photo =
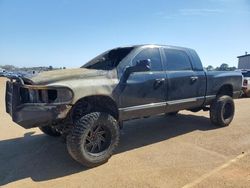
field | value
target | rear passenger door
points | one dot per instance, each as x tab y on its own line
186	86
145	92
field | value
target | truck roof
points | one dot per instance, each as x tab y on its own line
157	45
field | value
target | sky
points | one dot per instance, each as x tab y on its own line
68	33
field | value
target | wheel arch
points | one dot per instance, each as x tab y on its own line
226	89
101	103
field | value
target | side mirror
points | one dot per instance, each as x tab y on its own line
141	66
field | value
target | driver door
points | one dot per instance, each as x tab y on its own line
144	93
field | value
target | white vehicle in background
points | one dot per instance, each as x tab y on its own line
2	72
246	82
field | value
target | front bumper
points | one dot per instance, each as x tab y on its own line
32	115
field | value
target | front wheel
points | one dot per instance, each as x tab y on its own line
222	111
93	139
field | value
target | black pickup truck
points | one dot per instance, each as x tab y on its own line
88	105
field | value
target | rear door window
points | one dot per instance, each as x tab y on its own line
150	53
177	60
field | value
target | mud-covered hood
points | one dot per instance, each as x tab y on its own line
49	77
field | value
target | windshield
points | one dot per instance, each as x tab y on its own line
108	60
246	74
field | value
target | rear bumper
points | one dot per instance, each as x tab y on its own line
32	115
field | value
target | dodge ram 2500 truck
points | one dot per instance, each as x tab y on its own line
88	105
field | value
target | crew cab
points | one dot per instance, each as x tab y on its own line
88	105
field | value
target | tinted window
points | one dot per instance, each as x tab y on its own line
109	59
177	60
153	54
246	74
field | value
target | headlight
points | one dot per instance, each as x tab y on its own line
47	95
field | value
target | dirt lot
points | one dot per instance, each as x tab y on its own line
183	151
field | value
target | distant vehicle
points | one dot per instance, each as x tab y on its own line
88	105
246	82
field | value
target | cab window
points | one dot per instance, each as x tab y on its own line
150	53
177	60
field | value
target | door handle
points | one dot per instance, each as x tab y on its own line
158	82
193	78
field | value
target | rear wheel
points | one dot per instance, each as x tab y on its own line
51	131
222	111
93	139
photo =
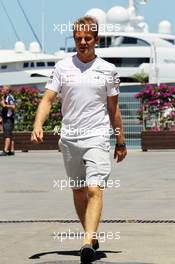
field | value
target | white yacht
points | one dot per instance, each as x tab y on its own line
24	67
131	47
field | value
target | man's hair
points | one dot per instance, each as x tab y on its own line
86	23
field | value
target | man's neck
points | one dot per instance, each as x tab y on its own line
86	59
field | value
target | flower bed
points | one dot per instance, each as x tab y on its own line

## [EXERCISE BRIEF]
The required output is each line above restated verbatim, with all images omitted.

## [YOUR RESPONSE]
photo =
field | value
target | rear passenger door
points | one dot per instance, each as x tab y on its own line
186	86
145	92
field | value
target | truck roof
points | one dot per instance, each as x tab y on its own line
157	45
field | value
target | sky
points | one dot per instance, each as x tab y on its own line
68	33
field | value
target | wheel arch
points | one dot per instance, each as x tab y on its own line
226	89
101	103
field | value
target | side mirror
points | one dot per instance, each as x tab y on its own line
141	66
field | value
target | driver door
points | one dot per instance, each as x tab y on its own line
144	93
field | value
target | white vehicle in background
points | one dot per instance, each as x tab y on its own line
2	72
246	82
field | value
target | front bumper
points | one dot per instance, each as x tab y on its own line
32	115
field | value
target | front wheel
points | one dot per instance, each as x tab y on its own line
222	111
93	139
field | value
target | black pickup truck
points | one dot per instance, each as x tab y on its own line
88	105
field | value
target | rear door window
points | one dot per instance, each as x tab y on its own line
150	53
177	60
field | value
target | mud-covered hood
points | one dot per instance, each as x tab y on its own line
49	77
field | value
target | windshield
points | one dot per instance, each as x tab y on its own line
108	60
246	74
field | value
target | rear bumper
points | one dot per instance, each as x tab y on its own line
32	115
field | value
target | dodge ram 2500 truck
points | one dot per instance, each as x tab y on its own line
88	105
field | value
target | crew cab
points | one dot per instance, each as x tab y on its own line
88	105
field | value
target | tinted window
points | one dot per instance, each as x tab y on its own line
109	59
177	60
153	54
246	74
field | value
target | headlight
points | one dot per instance, each as x tab y on its own line
47	95
field | value
target | dirt lot
points | one dot per instance, each as x tab y on its own line
183	151
field | value
target | distant vehicle
points | one dot per instance, each as x tab y on its own line
88	105
246	82
field | value
target | cab window
points | one dot per instance, each as x tab y on its own line
150	53
177	60
field | value
target | door handle
points | one dot per instance, each as x tab y on its own line
158	82
193	78
field | value
target | rear wheel
points | one dot per instance, each as x tab y on its own line
51	131
222	111
93	139
photo =
field | value
target | white yacht
points | one dot per instance, each as x tab y on its own line
24	67
131	47
field | value
target | man's hair
points | one dot per instance, each as x tab y on its own line
86	23
field | value
target | man's neck
points | one dot per instance, each as x tab y on its own line
86	59
field | value
target | flower bed
points | one dot per instance, each as x tab y on its own line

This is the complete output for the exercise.